Begin DATA TO USE

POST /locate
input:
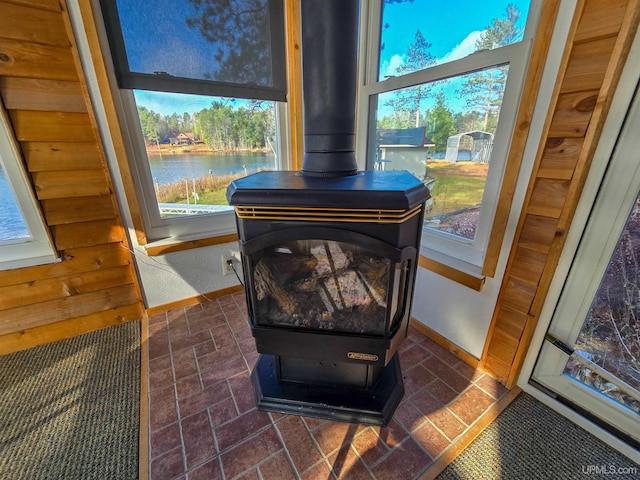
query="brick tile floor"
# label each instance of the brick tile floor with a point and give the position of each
(204, 425)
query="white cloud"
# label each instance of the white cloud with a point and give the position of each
(389, 67)
(464, 48)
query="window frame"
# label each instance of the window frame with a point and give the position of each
(460, 254)
(155, 231)
(38, 249)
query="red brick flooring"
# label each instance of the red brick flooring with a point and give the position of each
(204, 425)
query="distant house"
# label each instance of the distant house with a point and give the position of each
(183, 139)
(472, 146)
(403, 149)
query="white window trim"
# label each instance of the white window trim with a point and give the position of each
(38, 249)
(171, 230)
(457, 252)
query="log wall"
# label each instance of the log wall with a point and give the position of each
(43, 90)
(598, 44)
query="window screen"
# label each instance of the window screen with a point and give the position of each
(232, 48)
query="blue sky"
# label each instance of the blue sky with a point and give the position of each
(451, 27)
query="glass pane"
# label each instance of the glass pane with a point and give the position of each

End DATA TO USE

TASK REQUIREMENTS:
Recast the material above as a Markdown table with the columns Row and Line, numbering each nonblank line in order and leaving out the pictures.

REPLY TO THE TASK:
| Row | Line |
|---|---|
| 1 | POST /locate |
| 2 | input: |
| 3 | query="brick tile floor" |
| 4 | # label each instance of the brick tile floor with a point and give the position of each |
| 5 | (204, 425) |
| 6 | query="white cloud" |
| 7 | # label each instance of the white cloud with a point and give the position of each |
| 8 | (389, 67) |
| 9 | (464, 48) |
| 10 | query="window frame" |
| 11 | # label each instance of the window frame with a point and give the position of each |
| 12 | (460, 254) |
| 13 | (155, 231) |
| 14 | (38, 249) |
| 15 | query="red brick flooring" |
| 16 | # label each instance of the red brick flooring with a point and give the position of each |
| 17 | (204, 425) |
| 18 | query="distant house" |
| 19 | # label each instance of the distant house with a point and give the position of each |
| 20 | (183, 139) |
| 21 | (472, 146) |
| 22 | (403, 149) |
| 23 | query="white window trim" |
| 24 | # label each instance of the white window trim with a point and give the position of each |
| 25 | (38, 249) |
| 26 | (171, 230) |
| 27 | (457, 252) |
| 28 | query="log wall" |
| 29 | # label each instance of the log wall with a point and give the position of each |
| 30 | (43, 90) |
| 31 | (598, 44) |
| 32 | query="window screen" |
| 33 | # label each instance of the window screen with a point and give the position of each |
| 34 | (232, 48) |
| 35 | query="blue sky" |
| 36 | # label each instance of the blue sky with a point and give the position of each |
| 37 | (451, 27) |
| 38 | query="glass pane" |
| 39 | # label each instance of the glass pane with a point and give the position of each |